Task description
Read the data and repeat it in full, exactly.

[Referring expression pointing data]
*** Block opens ***
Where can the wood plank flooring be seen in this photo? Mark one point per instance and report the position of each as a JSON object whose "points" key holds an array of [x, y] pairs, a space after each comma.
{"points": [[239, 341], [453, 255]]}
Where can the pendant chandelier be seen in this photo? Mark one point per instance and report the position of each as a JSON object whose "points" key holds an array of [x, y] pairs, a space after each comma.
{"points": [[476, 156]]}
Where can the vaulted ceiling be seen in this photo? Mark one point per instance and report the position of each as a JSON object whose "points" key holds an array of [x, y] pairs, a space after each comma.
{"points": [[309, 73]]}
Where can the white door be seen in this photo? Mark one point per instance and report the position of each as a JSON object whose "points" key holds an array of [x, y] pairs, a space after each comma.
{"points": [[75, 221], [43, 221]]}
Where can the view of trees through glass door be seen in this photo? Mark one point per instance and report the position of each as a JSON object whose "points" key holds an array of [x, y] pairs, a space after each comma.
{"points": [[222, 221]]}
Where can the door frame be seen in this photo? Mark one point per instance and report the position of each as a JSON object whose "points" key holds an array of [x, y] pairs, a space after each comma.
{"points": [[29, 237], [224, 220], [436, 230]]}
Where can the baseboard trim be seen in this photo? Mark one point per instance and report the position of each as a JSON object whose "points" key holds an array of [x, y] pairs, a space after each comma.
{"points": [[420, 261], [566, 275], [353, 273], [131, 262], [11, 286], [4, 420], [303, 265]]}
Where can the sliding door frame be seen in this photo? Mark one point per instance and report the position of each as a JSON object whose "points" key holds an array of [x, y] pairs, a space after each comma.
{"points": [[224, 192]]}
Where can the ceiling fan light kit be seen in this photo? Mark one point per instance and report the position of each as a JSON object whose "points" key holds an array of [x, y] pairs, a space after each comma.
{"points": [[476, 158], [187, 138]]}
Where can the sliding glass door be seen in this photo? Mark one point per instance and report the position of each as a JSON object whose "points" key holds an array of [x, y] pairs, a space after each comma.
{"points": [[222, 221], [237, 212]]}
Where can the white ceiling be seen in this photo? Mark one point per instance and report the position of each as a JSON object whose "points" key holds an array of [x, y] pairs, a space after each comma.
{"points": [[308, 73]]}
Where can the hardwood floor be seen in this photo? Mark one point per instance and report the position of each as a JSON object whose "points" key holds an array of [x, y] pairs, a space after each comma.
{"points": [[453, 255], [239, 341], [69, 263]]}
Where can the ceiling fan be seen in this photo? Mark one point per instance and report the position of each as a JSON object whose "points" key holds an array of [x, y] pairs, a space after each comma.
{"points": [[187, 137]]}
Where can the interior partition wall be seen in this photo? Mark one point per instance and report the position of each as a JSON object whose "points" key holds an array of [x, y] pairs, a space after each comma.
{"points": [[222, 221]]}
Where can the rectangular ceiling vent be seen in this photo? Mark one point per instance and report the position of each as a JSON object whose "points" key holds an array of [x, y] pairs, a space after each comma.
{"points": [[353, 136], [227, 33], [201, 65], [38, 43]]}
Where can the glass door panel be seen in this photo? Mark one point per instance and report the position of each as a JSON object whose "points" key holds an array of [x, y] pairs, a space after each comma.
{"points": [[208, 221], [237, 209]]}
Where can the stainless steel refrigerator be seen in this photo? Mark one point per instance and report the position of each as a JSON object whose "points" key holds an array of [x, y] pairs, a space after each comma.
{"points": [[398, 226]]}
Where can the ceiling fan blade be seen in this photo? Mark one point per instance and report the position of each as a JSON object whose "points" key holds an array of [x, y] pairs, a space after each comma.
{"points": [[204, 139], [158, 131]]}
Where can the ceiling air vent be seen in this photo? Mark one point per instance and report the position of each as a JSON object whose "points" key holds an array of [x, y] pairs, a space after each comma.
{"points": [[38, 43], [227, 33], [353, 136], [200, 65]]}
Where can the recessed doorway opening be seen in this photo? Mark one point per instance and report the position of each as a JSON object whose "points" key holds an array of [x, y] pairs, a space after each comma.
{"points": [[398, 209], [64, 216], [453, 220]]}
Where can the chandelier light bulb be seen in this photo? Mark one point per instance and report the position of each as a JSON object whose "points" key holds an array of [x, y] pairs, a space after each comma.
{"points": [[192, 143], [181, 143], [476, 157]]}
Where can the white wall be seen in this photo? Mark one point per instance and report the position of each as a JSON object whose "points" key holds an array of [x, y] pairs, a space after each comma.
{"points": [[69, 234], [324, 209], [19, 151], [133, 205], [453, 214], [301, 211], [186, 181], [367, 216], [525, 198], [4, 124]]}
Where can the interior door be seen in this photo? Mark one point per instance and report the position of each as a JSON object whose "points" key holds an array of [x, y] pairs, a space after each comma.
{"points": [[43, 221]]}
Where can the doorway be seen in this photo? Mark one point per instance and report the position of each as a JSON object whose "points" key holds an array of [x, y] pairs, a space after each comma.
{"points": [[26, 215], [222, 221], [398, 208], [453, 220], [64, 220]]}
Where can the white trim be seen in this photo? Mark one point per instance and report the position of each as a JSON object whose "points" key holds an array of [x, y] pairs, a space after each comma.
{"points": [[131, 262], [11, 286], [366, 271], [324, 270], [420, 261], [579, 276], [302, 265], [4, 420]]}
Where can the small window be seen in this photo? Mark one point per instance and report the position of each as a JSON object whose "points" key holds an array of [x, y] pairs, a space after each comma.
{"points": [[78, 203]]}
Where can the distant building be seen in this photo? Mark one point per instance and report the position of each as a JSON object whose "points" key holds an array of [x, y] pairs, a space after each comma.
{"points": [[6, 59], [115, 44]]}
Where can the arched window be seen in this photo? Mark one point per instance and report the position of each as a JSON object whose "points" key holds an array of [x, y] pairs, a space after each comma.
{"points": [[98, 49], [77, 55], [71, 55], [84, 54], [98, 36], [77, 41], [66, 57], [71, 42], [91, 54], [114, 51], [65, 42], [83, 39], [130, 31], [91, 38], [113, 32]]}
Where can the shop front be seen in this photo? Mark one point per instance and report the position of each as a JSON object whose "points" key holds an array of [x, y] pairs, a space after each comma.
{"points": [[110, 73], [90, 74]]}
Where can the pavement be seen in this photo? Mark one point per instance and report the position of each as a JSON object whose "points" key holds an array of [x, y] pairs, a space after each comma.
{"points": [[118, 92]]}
*** Block closes ***
Solution to the problem
Where can the wood plank flooring be seen in this photo? Mark one point per instance and report the position of each as a JSON object whose "points" key holds an array of [x, y] pairs, a space after each comma.
{"points": [[239, 341], [453, 255]]}
Where can the pendant chandelier be seen in this photo? Mark one point per instance and report the position of each as a JSON object whose "points" key holds an array of [x, y] pairs, a space after each comma.
{"points": [[476, 156]]}
Where can the vaulted ceiling be seen in this photo? Mark one point per instance and report the position of each as a JSON object whose "points" key holds an array of [x, y] pairs, a space after each comma.
{"points": [[309, 73]]}
Where can the white door be seen in this photo? Mark one point per instance and report the position of each as a JSON object whose "points" key holds an array of [x, y] pairs, a space after each comma.
{"points": [[75, 221], [43, 221]]}
Where can the view of trees through glass door be seen in this photo? Mark one point per instance and report the position of each as a JSON object whose "points" key holds an array of [x, y] pairs, a space after each comma.
{"points": [[222, 221]]}
Where can the door frame be seen in this photo? Mark one point per instance and report the position of each as a JSON object whose "points" key holds an array of [x, y] pairs, a space after each comma.
{"points": [[29, 237], [224, 220], [436, 230]]}
Where can the baseboard trim be seen in this photo? Mark one point per instance and report the position of each as a JSON object whose "points" key holds an array of [x, y] pairs, a space after each comma.
{"points": [[420, 261], [566, 275], [353, 273], [131, 262], [11, 286], [4, 420], [303, 265]]}
Where can the sliding door frame be seen in this photo? Mark one point per instance and report the position of each as a JSON object whose "points" key holds an array of [x, y] pairs, a space after each comma.
{"points": [[224, 192]]}
Where can the ceiling fan light kit be seen in this photo? Mark one point per instance and report the position of each as a JSON object whose "points" key holds an array of [x, y] pairs, a space after each comma.
{"points": [[476, 158], [187, 138]]}
Where can the sliding glass door be seen in this photo? Mark one point per instance and report the position of each as a JSON object whose "points" key holds an array of [x, y] pairs, a space after each comma.
{"points": [[222, 221], [237, 212]]}
Where can the white ceiling be seen in this photo? Mark one point per instance and report the position of each as a JSON object whose "points" key holds an array of [x, y] pairs, a space after each comma.
{"points": [[308, 73]]}
Where can the hardwood floor be seen in this photo? Mark one point per instance and report the position of each as a JSON object whose "points" key holds an array of [x, y] pairs, a space after each comma.
{"points": [[453, 255], [239, 341], [69, 263]]}
Where can the ceiling fan be seen in this photo? Mark one point per instance and report the position of each as a JSON object whose "points" key holds an array of [x, y] pairs, a space after each comma.
{"points": [[187, 137]]}
Where can the interior partition wall be seen in this photo? Mark one point per instance and report the position of each as a JSON object whose "points" key holds an array of [x, y] pairs, a space after each comma.
{"points": [[222, 221]]}
Where can the rectangular ceiling vent be seen in this photo? Mark one point per instance and report the position of each as a JSON object whose "points" key holds an array of [x, y] pairs, a space after each comma.
{"points": [[353, 136], [227, 33], [201, 65], [38, 43]]}
Where can the glass door panel be seen in this photo? Mark one point per instance and report the position of each as a JSON object whose "points" key holds an array of [x, y] pairs, a space after each comma.
{"points": [[208, 221], [237, 209]]}
Where can the stainless steel refrigerator be seen in this photo? Mark one point per instance and report the position of each as a JSON object whose "points" key holds an array of [x, y] pairs, a space after each comma.
{"points": [[398, 226]]}
Where can the ceiling fan blade be seen in this photo? Mark one point per instance and report the position of each as a JSON object whose "points" key holds an array of [x, y] pairs, a space after each comma.
{"points": [[204, 139], [158, 131]]}
Where can the ceiling air vent be seen in this photo? Mark one point per instance and report the position of each as a JSON object whose "points" key holds an array of [x, y] pairs, a space after each comma.
{"points": [[38, 43], [227, 33], [353, 136], [200, 65]]}
Where can the recessed doorway opening be seen in this photo? Mark one point per instance and report the position of each as a JSON object whose "points" key holds an array of [x, y] pairs, a space after each comma.
{"points": [[398, 209], [64, 216], [453, 220]]}
Where can the chandelier light bulb be seen in this photo? Mark one point per instance and report the position of each as a JSON object whose "points" key holds an array of [x, y] pairs, a space after each comma.
{"points": [[192, 143], [181, 143], [476, 157]]}
Where can the white wall be seen in this photo? Mark one point per instance and report the position of each as a JSON object whose "points" key holds an array of [x, y] pairs, a space after each comma.
{"points": [[69, 234], [324, 209], [19, 151], [133, 205], [453, 214], [301, 211], [186, 181], [367, 216], [525, 198], [4, 124]]}
Where can the interior door be seen in this photo? Mark one point per instance and report the position of each as a JSON object whose "points" key holds an array of [x, y] pairs, a space after each comma.
{"points": [[43, 221]]}
Where can the doorway be seen in this photo? Mark one point per instance and report the position of each as a JSON object whose "points" key holds an array of [x, y] pairs, a space after each comma.
{"points": [[26, 215], [222, 221], [398, 208], [453, 220], [64, 220]]}
Where can the white trim be seen in this photo? Mark one point per instance and report the position of each as a JSON object whose "points" key holds an array of [x, y] pairs, a space after each comma.
{"points": [[131, 262], [11, 286], [366, 271], [324, 270], [420, 261], [579, 276], [302, 265], [4, 420]]}
Where can the small window be seen in this photo? Mark one point per instance and report the position of each as a JSON object whose "points" key holds an array of [x, y] pairs, a space after each comma.
{"points": [[78, 203]]}
Where can the distant building be seen in this photo? Mark one point per instance and report the position of each as a JSON object whose "points" key holds an array of [x, y] pairs, a space after each comma.
{"points": [[6, 59], [115, 44]]}
Where can the arched window be seen in this photo? Mark one point per instance and report the position of each as a JSON object whose "points" key holds an array of [x, y] pairs, a space after each comma.
{"points": [[98, 49], [77, 55], [71, 55], [84, 54], [98, 36], [77, 41], [66, 57], [71, 42], [91, 54], [114, 51], [65, 42], [83, 39], [130, 31], [91, 38], [113, 32]]}
Where can the shop front be seen in this photo? Mark one point per instance and report the position of each as a JSON object whose "points" key holds an array of [x, y] pairs, a space after each comma.
{"points": [[110, 73], [90, 74]]}
Where can the pavement be seen in this photo? Mark one point per instance and report the position of each as a JSON object whose "points" key holds an array of [x, y] pairs, a space after each comma.
{"points": [[118, 92]]}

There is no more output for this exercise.